EXERCISE AIM –
Once the line containing "Query: car wheel" has been printed, stop; print every line before it exactly, starting at the top of the material below.
Start of Block
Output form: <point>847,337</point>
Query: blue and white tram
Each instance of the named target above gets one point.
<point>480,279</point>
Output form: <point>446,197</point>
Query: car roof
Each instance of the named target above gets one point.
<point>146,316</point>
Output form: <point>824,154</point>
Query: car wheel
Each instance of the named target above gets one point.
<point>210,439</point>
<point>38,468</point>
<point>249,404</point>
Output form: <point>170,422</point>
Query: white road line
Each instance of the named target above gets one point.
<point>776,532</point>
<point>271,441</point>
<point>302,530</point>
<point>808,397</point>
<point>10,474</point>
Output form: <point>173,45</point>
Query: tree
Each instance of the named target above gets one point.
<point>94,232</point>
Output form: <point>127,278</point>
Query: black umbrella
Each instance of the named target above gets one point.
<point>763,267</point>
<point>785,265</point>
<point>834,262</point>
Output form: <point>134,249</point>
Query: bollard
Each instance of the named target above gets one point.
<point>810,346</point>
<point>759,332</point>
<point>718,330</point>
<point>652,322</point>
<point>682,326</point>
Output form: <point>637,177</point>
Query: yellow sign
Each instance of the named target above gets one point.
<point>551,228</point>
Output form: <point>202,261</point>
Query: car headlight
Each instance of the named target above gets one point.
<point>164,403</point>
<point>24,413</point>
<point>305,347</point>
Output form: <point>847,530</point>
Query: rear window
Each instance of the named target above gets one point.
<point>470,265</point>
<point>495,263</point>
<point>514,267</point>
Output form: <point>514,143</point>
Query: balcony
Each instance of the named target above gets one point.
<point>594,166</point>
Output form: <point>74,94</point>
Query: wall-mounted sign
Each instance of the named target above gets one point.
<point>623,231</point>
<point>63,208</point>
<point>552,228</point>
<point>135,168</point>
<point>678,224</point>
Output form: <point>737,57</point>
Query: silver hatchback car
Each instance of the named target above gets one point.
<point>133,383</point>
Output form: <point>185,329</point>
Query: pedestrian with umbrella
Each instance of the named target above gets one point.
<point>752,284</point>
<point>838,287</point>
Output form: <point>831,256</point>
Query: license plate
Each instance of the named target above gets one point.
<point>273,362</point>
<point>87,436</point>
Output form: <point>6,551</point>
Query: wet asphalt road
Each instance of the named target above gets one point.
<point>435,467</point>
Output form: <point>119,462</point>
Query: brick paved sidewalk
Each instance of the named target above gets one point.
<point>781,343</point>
End of Block
SOLUTION –
Output form: <point>847,337</point>
Query: blue and white tram
Each instance of the named target above gets one point.
<point>480,279</point>
Output form: <point>446,197</point>
Query: car roof
Each instance of the named target above gets one point.
<point>146,316</point>
Output form: <point>824,154</point>
Query: car wheel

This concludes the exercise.